After this substantial volume of detective work, CRISPR confirmed what the researchers were thinking. The team found that CRISPR-mediated deletions in the promoter could dial down RASL11A expression, while amplifications affecting the regulatory elements were linked to increased RASL11A expression.

This study provides new insights into the complex web of genetics that drive tumor development and acts as a proof of concept for use of chromosome conformation capture to decipher potential links between non-coding regions of the gene, and cancer development.

Researchers at the University of Texas Southwestern Medical Center have reported the first use of CRISPR genome-wide screening to identify a gene that helps cells to resist flavivirus infection. The flavivirus family includes West Nile virus, dengue virus, Zika virus, and yellow fever virus, which cause dangerous infections that cause widespread morbidity and mortality across the world.

The new screening method was developed by Dr. John Schoggins, Assistant Professor of Microbiology, and his team. They used CRISPR technology to identify the IFI6 gene as a potent antiviral gene that specifically targets members of the flavivirus family. The pairing between IFI6 (encoding IFN-α-inducible protein 6), an IFN-simulated gene that was originally cloned over 30 years ago, and HSPA1, which encodes the heat shock protein 70 chaperone BiP that resides in the endoplasmic reticulum. The IFI6 protein protects uninfected cells by preventing the formation of virus-induced invaginations within the membrane of the endoplasmic reticulum.

Following the genome-scale CRISPR-screening, the team used traditional cell culture techniques to confirm the gene’s role in viral protection. "Other studies have used CRISPR genetic screens to identify cellular genes that are required for flavivirus infection. Our study is the first to use this technology to identify cellular genes that inhibit infection," said Dr. Schoggins.

----

_What this exercise asks_
- a) In the CRISPR research passage, which gene did Dr. John Schoggins's team identify as a potent antiviral gene that specifically targets the flavivirus family?
- b) Continue the CRISPR research passage from its final sentence.

_Provided material_
----

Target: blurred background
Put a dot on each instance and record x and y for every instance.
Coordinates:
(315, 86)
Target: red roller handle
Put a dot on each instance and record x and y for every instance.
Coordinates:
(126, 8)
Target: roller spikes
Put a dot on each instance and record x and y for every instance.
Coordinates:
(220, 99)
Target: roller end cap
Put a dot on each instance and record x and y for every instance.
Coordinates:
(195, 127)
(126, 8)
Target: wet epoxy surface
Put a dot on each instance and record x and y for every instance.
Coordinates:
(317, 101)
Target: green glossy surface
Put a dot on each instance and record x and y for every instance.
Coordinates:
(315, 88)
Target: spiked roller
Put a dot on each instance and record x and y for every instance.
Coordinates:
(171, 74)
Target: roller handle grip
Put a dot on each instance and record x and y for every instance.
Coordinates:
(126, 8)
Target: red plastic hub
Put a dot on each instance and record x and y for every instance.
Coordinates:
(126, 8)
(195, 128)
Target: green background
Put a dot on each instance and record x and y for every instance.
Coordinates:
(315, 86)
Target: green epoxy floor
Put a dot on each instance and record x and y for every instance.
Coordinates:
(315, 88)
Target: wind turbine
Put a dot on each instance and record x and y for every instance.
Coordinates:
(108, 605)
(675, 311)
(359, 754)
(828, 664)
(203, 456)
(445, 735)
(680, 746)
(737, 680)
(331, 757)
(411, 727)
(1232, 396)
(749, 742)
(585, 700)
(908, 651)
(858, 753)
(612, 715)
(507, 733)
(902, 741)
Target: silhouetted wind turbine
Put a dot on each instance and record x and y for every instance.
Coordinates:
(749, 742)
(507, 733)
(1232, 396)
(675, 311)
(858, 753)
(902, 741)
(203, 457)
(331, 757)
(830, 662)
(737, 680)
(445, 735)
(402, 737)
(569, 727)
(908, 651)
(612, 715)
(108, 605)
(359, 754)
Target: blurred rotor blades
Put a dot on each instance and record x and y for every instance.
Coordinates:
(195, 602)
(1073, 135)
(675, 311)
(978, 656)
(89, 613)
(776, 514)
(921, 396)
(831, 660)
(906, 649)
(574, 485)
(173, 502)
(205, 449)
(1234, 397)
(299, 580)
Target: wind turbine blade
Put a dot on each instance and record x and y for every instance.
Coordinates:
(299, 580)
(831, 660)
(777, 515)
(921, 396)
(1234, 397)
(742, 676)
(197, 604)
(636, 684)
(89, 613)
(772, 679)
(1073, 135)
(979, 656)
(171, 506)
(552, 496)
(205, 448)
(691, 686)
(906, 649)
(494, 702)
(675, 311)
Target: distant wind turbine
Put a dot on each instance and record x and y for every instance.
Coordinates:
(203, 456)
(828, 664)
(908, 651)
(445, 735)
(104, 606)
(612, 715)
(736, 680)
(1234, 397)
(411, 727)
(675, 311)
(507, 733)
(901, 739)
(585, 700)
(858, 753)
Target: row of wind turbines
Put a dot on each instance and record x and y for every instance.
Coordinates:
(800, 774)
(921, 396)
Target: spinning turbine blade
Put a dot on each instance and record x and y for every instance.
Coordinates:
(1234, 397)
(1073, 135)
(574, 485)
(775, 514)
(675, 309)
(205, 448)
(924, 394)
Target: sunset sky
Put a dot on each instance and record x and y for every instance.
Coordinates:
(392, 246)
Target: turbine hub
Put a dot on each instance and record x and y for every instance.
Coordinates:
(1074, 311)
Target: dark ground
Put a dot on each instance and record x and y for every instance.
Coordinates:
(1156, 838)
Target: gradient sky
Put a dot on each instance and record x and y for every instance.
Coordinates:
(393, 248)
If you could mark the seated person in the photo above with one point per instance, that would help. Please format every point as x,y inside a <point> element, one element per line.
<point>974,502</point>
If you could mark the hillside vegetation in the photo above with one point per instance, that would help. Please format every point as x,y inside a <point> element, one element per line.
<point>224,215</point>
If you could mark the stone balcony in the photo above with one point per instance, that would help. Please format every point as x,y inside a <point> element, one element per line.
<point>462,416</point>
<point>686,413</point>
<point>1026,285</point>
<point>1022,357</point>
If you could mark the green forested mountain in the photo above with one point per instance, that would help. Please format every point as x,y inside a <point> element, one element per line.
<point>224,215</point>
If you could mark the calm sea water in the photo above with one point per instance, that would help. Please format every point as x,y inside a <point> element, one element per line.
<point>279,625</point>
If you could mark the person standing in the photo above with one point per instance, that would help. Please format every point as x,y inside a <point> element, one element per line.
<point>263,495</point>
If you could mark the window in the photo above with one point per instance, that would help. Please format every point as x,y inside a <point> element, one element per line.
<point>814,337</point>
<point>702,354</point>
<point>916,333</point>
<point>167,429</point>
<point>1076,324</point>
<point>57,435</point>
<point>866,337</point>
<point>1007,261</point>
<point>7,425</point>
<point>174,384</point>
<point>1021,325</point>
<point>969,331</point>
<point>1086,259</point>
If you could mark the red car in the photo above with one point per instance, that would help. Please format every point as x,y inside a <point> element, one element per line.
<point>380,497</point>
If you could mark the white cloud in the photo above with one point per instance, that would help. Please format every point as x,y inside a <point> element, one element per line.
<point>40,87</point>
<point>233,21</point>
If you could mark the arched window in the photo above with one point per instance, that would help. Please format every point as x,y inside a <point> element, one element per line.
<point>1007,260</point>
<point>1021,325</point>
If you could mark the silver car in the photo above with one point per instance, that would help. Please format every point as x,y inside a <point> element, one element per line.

----

_Responses_
- a) The IFI6 gene.

- b)
Zika virus has been a major problem in South America in recent years, particularly during the 2016 Olympic games in Rio, but thankfully the threat appears to have waned. Nevertheless, flaviviruses are a significant problem, with pockets of outbreaks being reported frequently. Dengue is an ongoing issue in tropical climates, there is currently an outbreak of yellow fever virus in Brazil, and sporadic cases of West Nile virus have been reported in the United States.

The results of this study apply specifically to human liver cells, additional research is needed to assess how the IFI6 gene may be expressed in other cell types.

CRISPR Therapeutics, a biopharmaceutical company focused on developing gene-based treatments for serious diseases, and ViaCyte, a privately held company aiming to produce regenerative medicine, announced a strategic collaboration this week. The partnership will focus on the discovery, development, and commercialization of genome engineered allogeneic stem cell therapies for the treatment of diabetes. ViaCyte has created pancreatic cells out of stem cells, but therapeutic success has been severely limited due to patient’s bodies viewing them as foreign materials and therefore triggering severe immune responses. The ViaCyte team hopes that the expertise from CRISPR Therapeutics will allow them to modify the pancreatic cells with CRISPR to prevent an immune attack.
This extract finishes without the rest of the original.